Extract the lines running from the start of the items through the line that contains "[(38, 149), (14, 209), (83, 213), (121, 156)]", with both ends included, and copy them exactly. Leave the pictures out of your answer.

[Rows from a segmentation dataset]
-- begin --
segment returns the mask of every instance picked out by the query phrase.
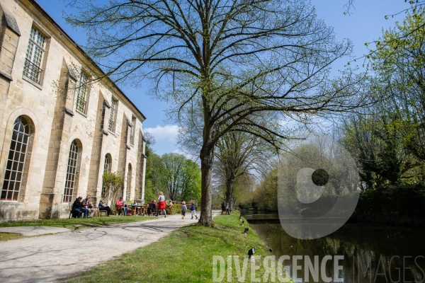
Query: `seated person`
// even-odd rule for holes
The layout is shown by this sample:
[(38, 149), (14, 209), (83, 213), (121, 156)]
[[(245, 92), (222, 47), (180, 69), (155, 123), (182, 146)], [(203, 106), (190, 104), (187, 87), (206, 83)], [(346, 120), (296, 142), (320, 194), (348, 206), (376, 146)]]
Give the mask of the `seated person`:
[(154, 214), (157, 211), (157, 202), (155, 200), (152, 200), (152, 202), (149, 204), (147, 207), (147, 215)]
[(87, 195), (86, 198), (81, 202), (81, 205), (89, 212), (89, 215), (87, 216), (89, 218), (93, 218), (93, 216), (94, 215), (94, 212), (96, 212), (96, 208), (94, 208), (93, 204), (91, 204), (90, 197), (90, 195)]
[(71, 209), (71, 212), (72, 212), (72, 218), (80, 218), (81, 212), (84, 212), (84, 218), (87, 218), (87, 212), (89, 211), (86, 209), (83, 208), (83, 204), (81, 204), (82, 200), (83, 198), (81, 197), (78, 197), (75, 200), (75, 202), (74, 202), (74, 204), (72, 204), (72, 209)]
[(226, 211), (226, 203), (223, 202), (222, 204), (222, 212), (225, 212)]
[(106, 204), (106, 202), (103, 202), (103, 199), (101, 199), (101, 201), (99, 202), (98, 207), (99, 207), (99, 211), (105, 210), (108, 212), (108, 216), (110, 215), (110, 213), (112, 212), (110, 211), (110, 207), (109, 207), (109, 205), (108, 205)]
[(118, 213), (121, 212), (123, 212), (123, 215), (127, 215), (128, 208), (124, 206), (124, 201), (123, 200), (123, 197), (120, 197), (120, 200), (115, 202), (115, 207), (117, 208), (117, 211), (118, 212)]
[(226, 212), (227, 213), (227, 214), (230, 214), (230, 212), (232, 211), (232, 209), (230, 209), (230, 207), (229, 207), (229, 202), (226, 202), (226, 206), (225, 207), (225, 208), (226, 209)]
-- end --
ANSWER:
segment returns the mask of every instance picked out by the query phrase.
Query: `seated person`
// even-odd rule for holes
The layout is shown by this sample:
[(38, 149), (14, 209), (83, 213), (121, 156)]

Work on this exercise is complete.